KOMPAS.com —Adalah Van Bemmelen, geolog Belanda, yang mungkin bisa ditunjuk sebagai bapaknya teori Toba sebagai kaldera gunung api. Tahun 1939 ia ditugaskan Pemerintah Belanda untuk meneliti Danau Toba dan akhirnya menemukan bukti bahwa danau indah itu merupakan kaldera gunung raksasa.
Temuan itu sempat menimbulkan kontroversi. Namun, di beberapa negara, seperti Malaysia dan India, kemudian ditemukan abu vulkanik yang diidentifikasi berasal dari letusan Toba. Teori Bemmelen lambat tapi pasti mulai diterima masyarakat hingga kini.
Van Bemmelen adalah pencetus teori bahwa kaldera Toba berasal dari satu letusan dahsyat. Teori ini didukung oleh Aldiss dan Ghazali. Namun, melalui penanggalan dengan metode radiometri, para peneliti setelahnya berhasil mengungkap bahwa letusan Toba berasal dari empat letusan besar. Beberapa peneliti itu, di antaranya, Vestappen (1961), Yokoyama dan Hehanusa (1981), Nishimura (1984), Knight (1986), dan Chesner dan Rose (1991).
Craig A Chesner, profesor geologi dari Eastern Illinois University, masih aktif meneliti Toba hingga saat ini. Thesis Chesner tentang Toba semakin memperjelas posisi Toba sebagai supervolcano yang letusannya berdampak global.
Chesner-lah orang yang memberi jalan bagi lahirnya embrio teori Toba Catastrophe ketika ia mengirimkan sampel abu vulkanik Toba ke peneliti John Westgate (University of Toronto) tahun 1994. Westgate saat itu sedang berusaha mencari tahu asal abu vulkanik yang berusia 74.000 tahun lalu yang tersebar di berbagai belahan bumi.

#####

■ Daftar Tugas:
1) Tampilkan bagian teks tentang Danau Toba yang dimulai dengan kata-kata "Craig A Chesner, profesor" dan diakhiri dengan "letusannya berdampak global.", tanpa diubah sedikit pun.
2) Jawab pertanyaan berikut berdasarkan teks tentang Danau Toba:
(a) Tahun berapa Van Bemmelen ditugaskan meneliti Danau Toba?
(b) Menurut penanggalan dengan metode radiometri, letusan Toba berasal dari berapa letusan besar?
(c) Kepada siapa Chesner mengirimkan sampel abu vulkanik Toba pada tahun 1994?
3) Teruskan teks tentang Danau Toba, mulai setelah kalimat terakhirnya.
Data di bawah ini tidak perlu dipakai.

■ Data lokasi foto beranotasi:
#####

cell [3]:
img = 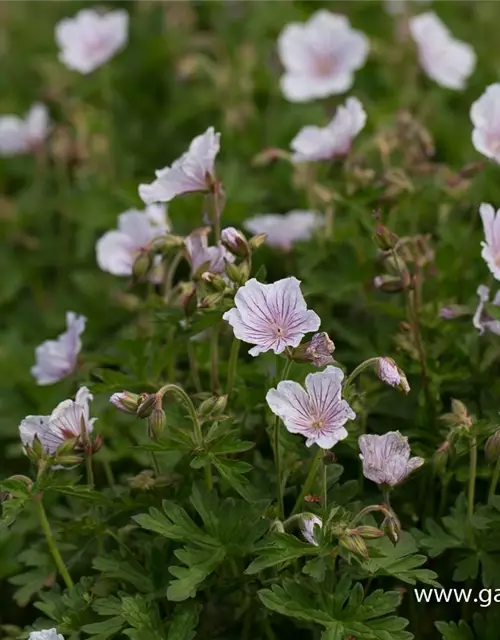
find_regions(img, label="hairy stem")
[35,494,73,589]
[273,360,292,520]
[488,458,500,502]
[226,338,241,398]
[292,449,323,515]
[467,436,477,545]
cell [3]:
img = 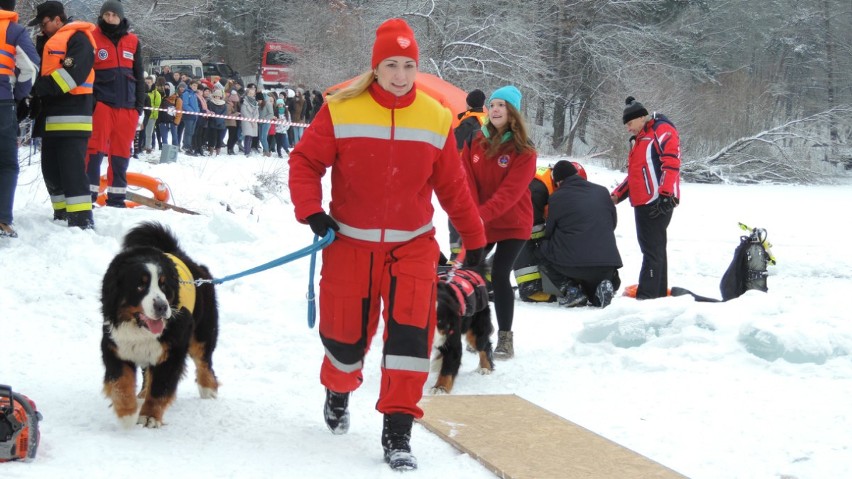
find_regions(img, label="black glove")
[305,213,340,238]
[15,98,30,123]
[648,196,677,219]
[464,248,485,268]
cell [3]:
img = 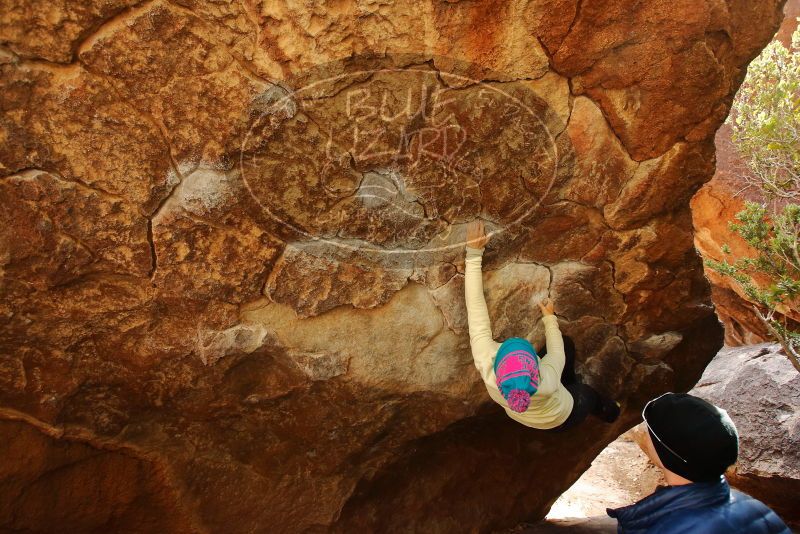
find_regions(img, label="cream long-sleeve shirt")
[464,247,573,429]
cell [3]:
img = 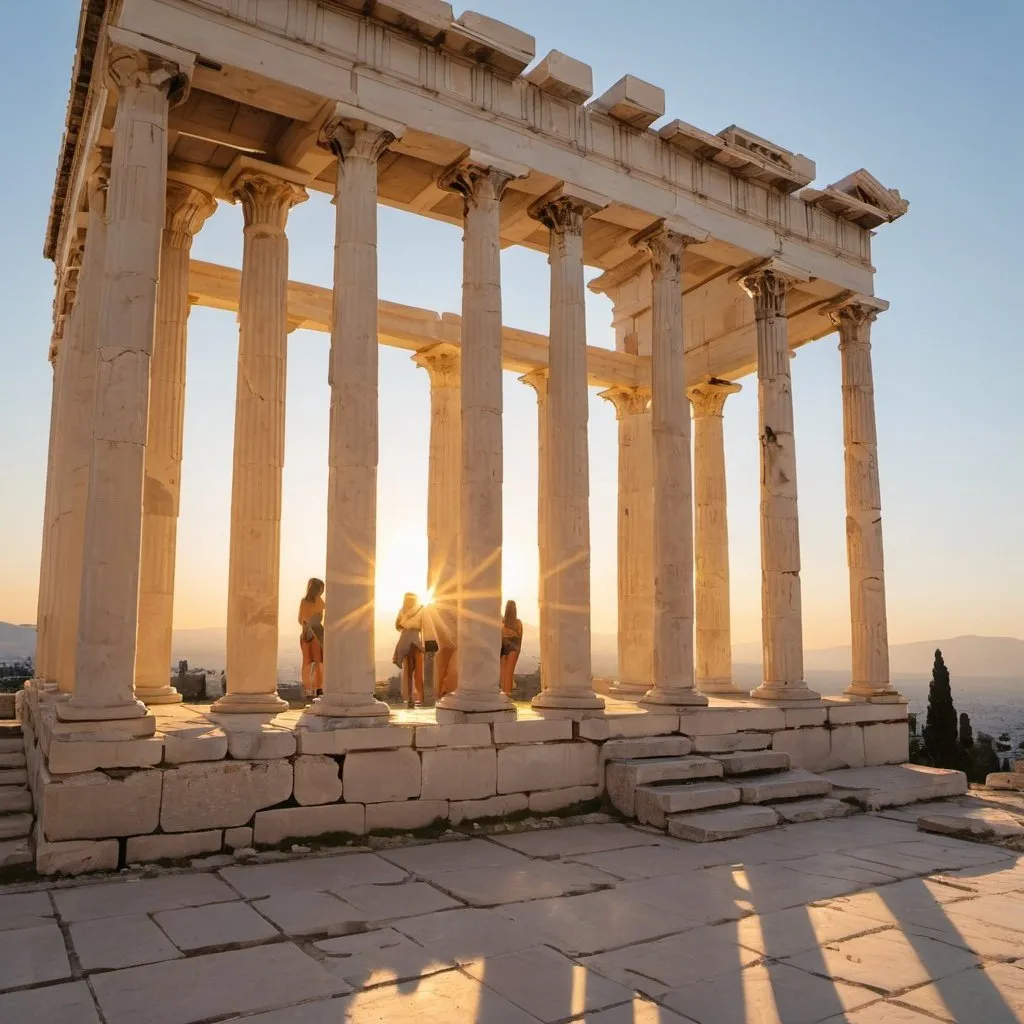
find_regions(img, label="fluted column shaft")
[213,171,306,714]
[519,367,556,689]
[741,267,818,700]
[530,186,604,710]
[313,122,394,717]
[135,181,217,705]
[829,303,903,702]
[34,334,67,683]
[414,343,462,684]
[689,378,744,695]
[636,226,708,707]
[438,164,514,714]
[56,46,181,732]
[56,173,106,693]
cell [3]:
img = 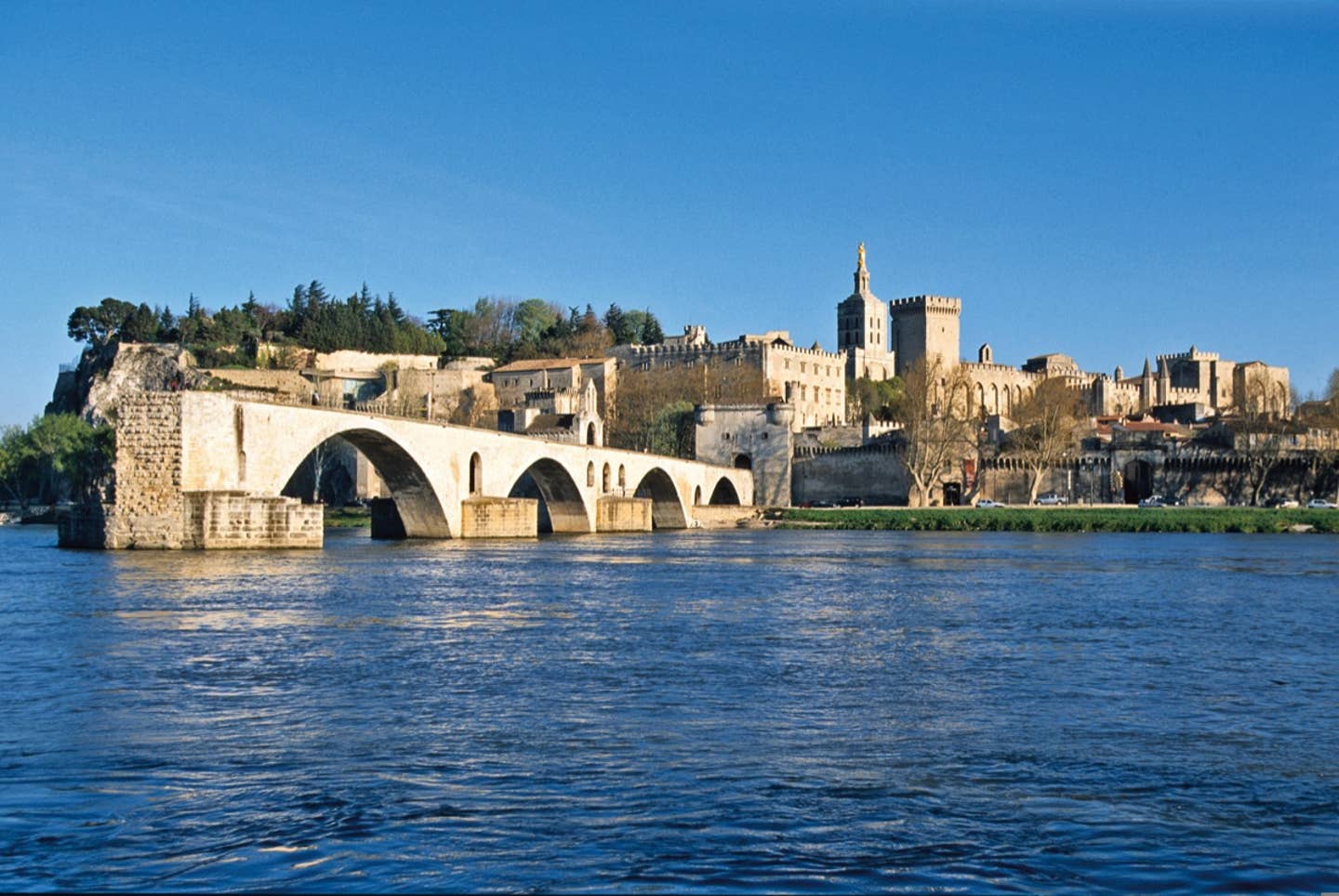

#####

■ Jawaban per Tugas:
1)
Craig A Chesner, profesor geologi dari Eastern Illinois University, masih aktif meneliti Toba hingga saat ini. Thesis Chesner tentang Toba semakin memperjelas posisi Toba sebagai supervolcano yang letusannya berdampak global.

2)
(a) Tahun 1939.
(b) Empat letusan besar.
(c) Kepada John Westgate dari University of Toronto.

3)
Kiriman abu vulkanik Toba dari Chesner menjadi akhir dari pencarian Westgate. Tahun 1998, Stanley H Ambrose dari University of Illinois at Urbana-Champaign membangun teori baru Toba Catastrophe yang menawarkan analisis bahwa letusan dahsyat Toba telah membuat dunia mengalami penurunan suhu drastis dan membuat populasi manusia hampir punah.
Michael L Rampino (New York University), Stephen Self (University of Hawaii at Manoa), kemudian Greg Zielinski (University of Massachusetts) merupakan peneliti berpengaruh yang secara mendalam mempelajari material abu vulkanik Toba. Merekalah yang menyediakan data bagi lahirnya teori Toba Catastrophe yang diyakini membuat kemacetan populasi manusia.
Teori Toba Catastrophe semakin dipertajam oleh peneliti genetika asal Inggris yang ahli sintesis DNA, Stephen Oppenheimer. Terkait Toba, Oppenheimer yang didukung Bradshaw Foundation telah merilis migrasi manusia dengan judul Journey of Mankind. Tulisan yang disertai simulasi migrasi manusia itu memberi posisi penting letusan Toba yang dianggap melahirkan perubahan drastis genetika pada ras-ras Homo sapiens.
Meski demikian, Toba dan teori migrasi itu hanya berkumandang di debat-debat internasional di luar Indonesia. Hingga kini, Indonesia masih sepi dari minat terhadap Toba.